::: Supplied material :::

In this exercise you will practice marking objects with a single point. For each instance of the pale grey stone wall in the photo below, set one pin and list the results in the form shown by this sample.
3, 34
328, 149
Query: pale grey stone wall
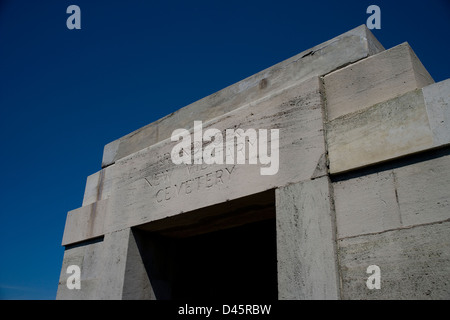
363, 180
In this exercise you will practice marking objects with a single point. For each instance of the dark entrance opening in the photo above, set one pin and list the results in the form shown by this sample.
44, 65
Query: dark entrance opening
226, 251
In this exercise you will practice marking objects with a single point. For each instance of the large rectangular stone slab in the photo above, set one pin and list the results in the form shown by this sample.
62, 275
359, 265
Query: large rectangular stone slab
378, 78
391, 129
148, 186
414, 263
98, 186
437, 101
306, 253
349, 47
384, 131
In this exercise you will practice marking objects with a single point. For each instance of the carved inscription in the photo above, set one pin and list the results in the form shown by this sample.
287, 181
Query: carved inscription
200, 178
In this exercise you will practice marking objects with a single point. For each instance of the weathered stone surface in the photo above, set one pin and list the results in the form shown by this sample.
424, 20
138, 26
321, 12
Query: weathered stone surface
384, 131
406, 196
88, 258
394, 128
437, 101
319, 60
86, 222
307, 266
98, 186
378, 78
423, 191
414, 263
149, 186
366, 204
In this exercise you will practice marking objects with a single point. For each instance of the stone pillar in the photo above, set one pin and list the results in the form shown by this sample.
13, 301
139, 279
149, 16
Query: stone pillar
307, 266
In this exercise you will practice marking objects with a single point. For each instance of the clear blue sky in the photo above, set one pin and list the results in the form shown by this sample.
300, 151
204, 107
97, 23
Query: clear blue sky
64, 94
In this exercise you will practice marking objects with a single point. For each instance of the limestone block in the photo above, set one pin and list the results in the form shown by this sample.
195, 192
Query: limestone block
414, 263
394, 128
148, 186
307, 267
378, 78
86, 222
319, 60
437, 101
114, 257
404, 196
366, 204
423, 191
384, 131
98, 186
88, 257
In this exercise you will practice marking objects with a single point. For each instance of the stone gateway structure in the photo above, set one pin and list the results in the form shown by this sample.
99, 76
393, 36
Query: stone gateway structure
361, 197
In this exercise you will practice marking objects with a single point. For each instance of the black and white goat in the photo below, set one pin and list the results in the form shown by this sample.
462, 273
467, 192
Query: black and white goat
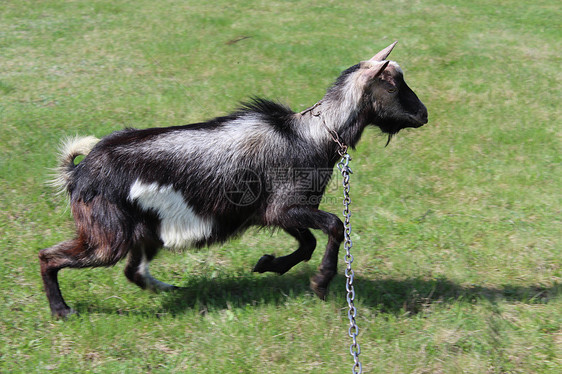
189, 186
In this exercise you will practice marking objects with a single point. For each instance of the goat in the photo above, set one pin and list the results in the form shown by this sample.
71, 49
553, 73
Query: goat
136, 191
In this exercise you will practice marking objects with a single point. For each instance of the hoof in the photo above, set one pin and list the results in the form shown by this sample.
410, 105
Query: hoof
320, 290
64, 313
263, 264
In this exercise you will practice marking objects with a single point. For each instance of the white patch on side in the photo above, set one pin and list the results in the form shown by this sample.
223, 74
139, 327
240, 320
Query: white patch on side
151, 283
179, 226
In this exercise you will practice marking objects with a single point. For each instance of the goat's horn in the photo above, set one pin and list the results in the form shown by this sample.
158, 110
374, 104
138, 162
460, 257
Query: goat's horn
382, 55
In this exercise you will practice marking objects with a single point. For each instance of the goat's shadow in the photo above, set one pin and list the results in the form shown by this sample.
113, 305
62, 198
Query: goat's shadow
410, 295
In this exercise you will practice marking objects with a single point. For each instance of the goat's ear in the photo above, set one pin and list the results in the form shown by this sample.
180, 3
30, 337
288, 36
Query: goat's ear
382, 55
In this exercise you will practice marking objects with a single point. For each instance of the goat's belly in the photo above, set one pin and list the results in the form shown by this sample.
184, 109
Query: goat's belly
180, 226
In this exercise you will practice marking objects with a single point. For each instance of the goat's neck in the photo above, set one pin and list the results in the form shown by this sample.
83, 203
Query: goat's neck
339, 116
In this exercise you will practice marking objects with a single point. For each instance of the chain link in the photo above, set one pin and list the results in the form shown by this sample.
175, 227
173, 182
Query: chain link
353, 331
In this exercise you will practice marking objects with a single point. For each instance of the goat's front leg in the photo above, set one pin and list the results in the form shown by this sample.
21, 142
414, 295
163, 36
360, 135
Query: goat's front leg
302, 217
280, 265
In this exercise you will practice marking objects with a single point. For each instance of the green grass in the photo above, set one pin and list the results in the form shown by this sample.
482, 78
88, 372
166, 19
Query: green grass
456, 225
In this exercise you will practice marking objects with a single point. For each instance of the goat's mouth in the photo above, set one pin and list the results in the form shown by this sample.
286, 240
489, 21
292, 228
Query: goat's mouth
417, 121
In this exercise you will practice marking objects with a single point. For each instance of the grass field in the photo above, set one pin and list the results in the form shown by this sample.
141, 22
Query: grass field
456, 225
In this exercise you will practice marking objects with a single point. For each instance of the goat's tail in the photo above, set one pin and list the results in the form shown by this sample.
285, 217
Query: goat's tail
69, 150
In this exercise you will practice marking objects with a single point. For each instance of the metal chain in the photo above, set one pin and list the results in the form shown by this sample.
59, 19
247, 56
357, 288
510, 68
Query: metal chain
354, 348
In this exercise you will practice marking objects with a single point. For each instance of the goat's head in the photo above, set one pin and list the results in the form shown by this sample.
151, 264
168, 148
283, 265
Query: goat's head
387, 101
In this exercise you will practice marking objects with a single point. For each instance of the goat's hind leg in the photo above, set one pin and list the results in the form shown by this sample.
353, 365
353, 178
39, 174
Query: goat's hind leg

:::

Set task: Extract every line of the listing above verbatim, leaving out the pictures.

Solution to this problem:
In this exercise you will practice marking objects with a single point. For each instance of the pale grey stone wall in the photo below, set one pin and list the results in the form shown by this sample.
3, 34
328, 149
Query: pale grey stone wall
363, 180
In this exercise you will practice marking objects with a single point. For each instance of the dark entrance opening in the photo above, set one pin and list the results in the form shown by this sample.
44, 65
Query: dark entrance opening
226, 251
In this exercise you will practice marking objects with a single point. For each instance of the large rectangular stone slab in the photo above, set one pin and list the results in the form shown by this sample.
62, 275
359, 265
Query: large rectangular stone slab
378, 78
391, 129
148, 186
414, 263
98, 186
437, 101
306, 253
349, 47
384, 131
In this exercise you will practice marking objects with a single point. For each instance of the carved inscription in the photo above, set one pin and list the results in the form shown by this sample.
287, 181
Query: carved inscription
200, 178
In this exercise you will practice marking objects with a single point. For each instance of the weathered stone surface in the photo above, set one pin and list the results in the form shown by this sample.
424, 20
138, 26
321, 12
Query: weathered stone surface
384, 131
406, 196
88, 258
394, 128
437, 101
319, 60
86, 222
307, 266
98, 186
378, 78
423, 191
414, 263
149, 186
366, 204
In this exercise you will practice marking objects with a single point. For each instance of the stone pillar in the photo above, set one pin and list the results in the form shown by this sample.
13, 301
139, 279
149, 16
Query: stone pillar
307, 266
In this exercise you will practice marking objects with a single point. For each instance of the clear blue sky in the photo above, set one pin and list the results in the form shown by this sample.
300, 151
204, 107
97, 23
Query: clear blue sky
64, 94
In this exercise you will practice marking objects with a single point. For each instance of the limestone block in the photo above, set one pin and list the results in the form shown by this sample.
195, 192
Query: limestone block
414, 263
394, 128
148, 186
307, 267
378, 78
86, 222
319, 60
437, 101
114, 257
404, 196
366, 204
423, 191
384, 131
98, 186
88, 257
In this exercise you will practice marking objects with a single point. For each instance of the stone gateway structure in the photo above, set one pin and list the results in the form shown by this sample.
99, 76
393, 36
Query: stone gateway structure
361, 197
In this exercise you will practice marking objects with a single point. For each instance of the black and white goat in the photo below, set one pin and list the results in the form shown by this sample.
462, 273
467, 192
Query: black and white goat
189, 186
In this exercise you will practice marking objects with a single point. For each instance of the goat in the photo above, set one pin and list the results in the form shown by this sample.
71, 49
553, 73
Query: goat
136, 191
In this exercise you will practice marking objects with a single point. For each instance of the hoof in the photo above, set one pin and list the results in the form shown by this sample.
410, 105
Query: hoof
320, 290
64, 313
263, 264
In this exercise you will practice marking objects with a single point. For each instance of the white patch on side in the photo above, set one pin and list the results in the form shown by this sample.
223, 74
139, 327
240, 320
Query: white patch on side
151, 283
179, 226
In this exercise you will practice marking objects with a single point. For each instance of the goat's horn in the photo above, set one pin and list the results in the form shown by this sample.
158, 110
374, 104
138, 162
460, 257
Query: goat's horn
382, 55
In this exercise you will practice marking objects with a single point. For each instance of the goat's shadow in the photo above, set one pin and list the results in the form shown by this sample.
113, 305
62, 198
Query: goat's shadow
410, 295
In this exercise you will practice marking objects with a single point. For each instance of the goat's ear in the photo above, set one pin and list the results in the form shown by this sample.
180, 3
30, 337
288, 36
Query: goat's ear
382, 55
In this exercise you will practice marking objects with a single point. For each instance of the goat's belly in the photo above, set one pin and list the results in the form shown by this sample.
184, 109
Query: goat's belly
180, 226
In this exercise you will practice marking objects with a single point. For each instance of the goat's neck in the photo above, set one pin and list the results in the form shown by this sample.
83, 203
Query: goat's neck
339, 116
In this exercise you will practice marking objects with a single point. For each instance of the chain link in the photo above, set one pin and list the results in the form shown by this sample.
175, 227
173, 182
Query: chain link
353, 331
In this exercise you will practice marking objects with a single point. For each instance of the goat's front leg in the photo above, set one pin and list the results in the form shown by this sample.
21, 142
414, 295
163, 36
360, 135
Query: goat's front leg
302, 217
280, 265
In this exercise you will practice marking objects with a single point. For each instance of the green grass in the photo above, set one pin and list the results in the form shown by this sample.
482, 78
88, 372
166, 19
Query: green grass
456, 225
In this exercise you will practice marking objects with a single point. For each instance of the goat's mouth in the photo above, set one pin and list the results in the form shown by this sample.
286, 240
489, 21
292, 228
Query: goat's mouth
417, 121
In this exercise you will practice marking objects with a single point. For each instance of the grass field in the photo above, set one pin and list the results in the form shown by this sample.
141, 22
Query: grass field
456, 225
In this exercise you will practice marking objects with a single point. For each instance of the goat's tail in the photo above, set one pin and list the results in the form shown by this sample.
285, 217
Query: goat's tail
69, 150
In this exercise you will practice marking objects with a single point. For each instance of the metal chain in the photo above, set one pin and list the results in the form shown by this sample.
59, 19
247, 56
357, 288
510, 68
Query: metal chain
354, 348
In this exercise you will practice marking objects with a single point. For each instance of the goat's head in the photo above, set one pin and list the results in the form shown by this sample.
151, 264
168, 148
283, 265
Query: goat's head
387, 101
In this exercise you will practice marking objects with a single point. For each instance of the goat's hind leg in the photo above, set one pin and list the results in the form shown by this sample.
353, 365
353, 178
39, 174
Query: goat's hind leg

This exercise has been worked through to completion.